> What the exercise asks: Rewrite each of the records below with "instance" switched to "object" everywhere it occurs, leaving every other character unchanged.

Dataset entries
══════════
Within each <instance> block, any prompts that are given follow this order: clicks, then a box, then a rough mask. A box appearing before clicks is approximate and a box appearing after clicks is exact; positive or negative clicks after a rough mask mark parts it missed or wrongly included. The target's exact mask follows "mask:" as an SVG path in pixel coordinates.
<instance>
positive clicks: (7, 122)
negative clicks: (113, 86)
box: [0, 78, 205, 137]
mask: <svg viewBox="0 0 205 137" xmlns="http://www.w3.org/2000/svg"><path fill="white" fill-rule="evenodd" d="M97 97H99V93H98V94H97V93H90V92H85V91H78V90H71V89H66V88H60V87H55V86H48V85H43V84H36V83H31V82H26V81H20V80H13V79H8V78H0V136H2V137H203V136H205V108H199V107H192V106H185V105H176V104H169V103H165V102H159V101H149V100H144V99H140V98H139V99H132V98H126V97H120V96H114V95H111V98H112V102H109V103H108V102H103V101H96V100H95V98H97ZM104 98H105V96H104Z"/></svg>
══════════
> Result of this task:
Within each <object> block, any prompts that are given follow this order: clicks, then a box, then a rough mask. A box appearing before clicks is approximate and a box appearing after clicks is exact; positive or negative clicks after a rough mask mark parts it missed or wrongly included. The target's exact mask follows "mask:" as an SVG path in pixel coordinates.
<object>
positive clicks: (7, 122)
negative clicks: (113, 86)
box: [0, 78, 205, 137]
mask: <svg viewBox="0 0 205 137" xmlns="http://www.w3.org/2000/svg"><path fill="white" fill-rule="evenodd" d="M97 97H99V93H98V94H97V93H90V92H85V91H78V90H71V89H66V88H60V87H55V86H48V85H43V84H36V83H31V82H26V81H20V80H13V79H8V78H0V136H2V137H203V136H205V108H199V107H192V106H185V105H176V104H169V103H165V102H159V101H149V100H144V99H140V98H139V99H132V98H126V97H120V96H114V95H111V98H112V102H109V103H108V102H103V101H96V100H95V98H97ZM104 98H105V96H104Z"/></svg>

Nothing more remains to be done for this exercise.